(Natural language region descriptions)
════════

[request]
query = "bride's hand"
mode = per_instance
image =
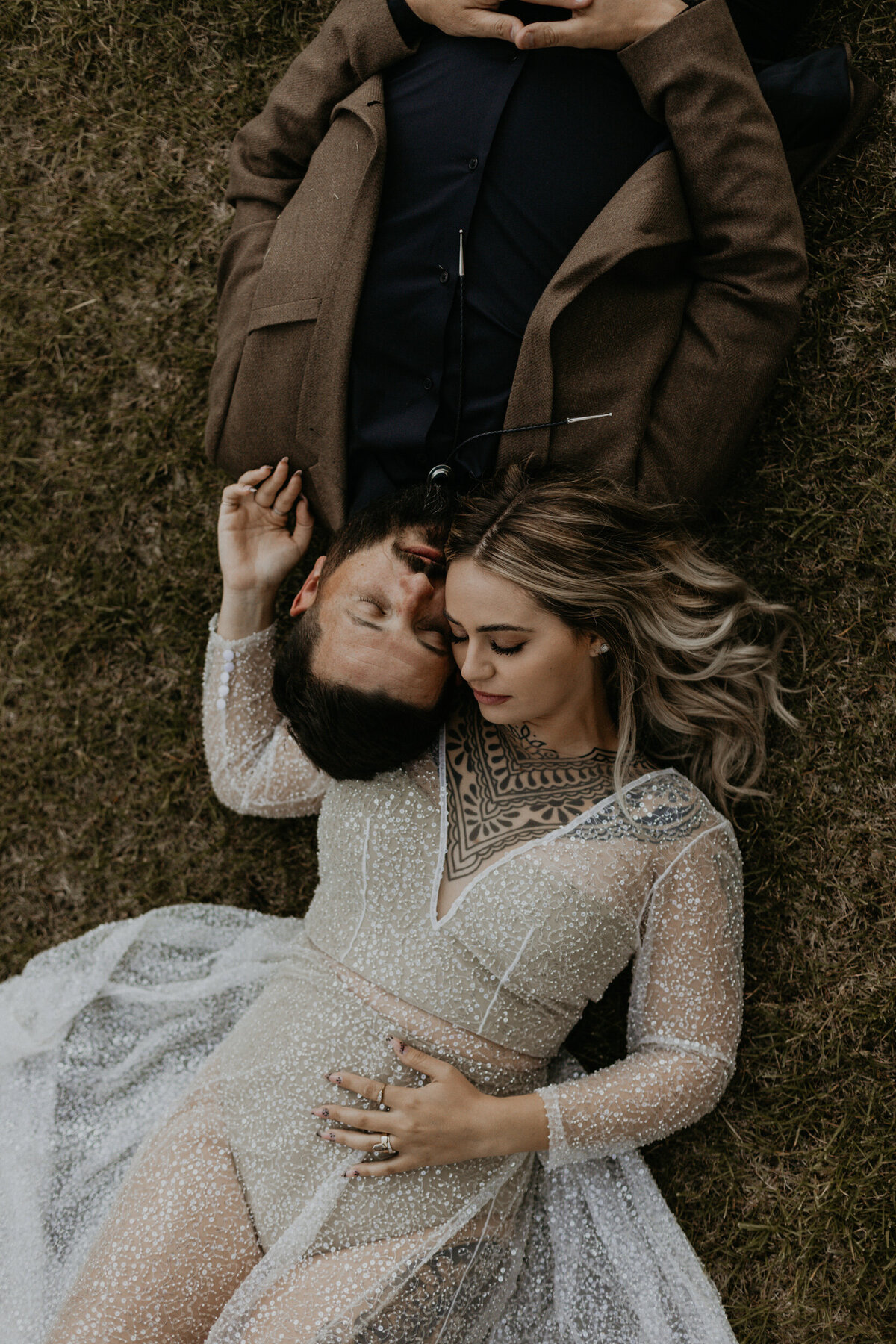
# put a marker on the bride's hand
(255, 544)
(257, 547)
(448, 1120)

════════

◆ What is expected ◆
Every record above must be copied exactly; none of the pictures belong in the copy.

◆ The completed task ◆
[request]
query = "bride's hand"
mode = per_instance
image =
# put a marker on the bride's hand
(255, 544)
(257, 547)
(448, 1120)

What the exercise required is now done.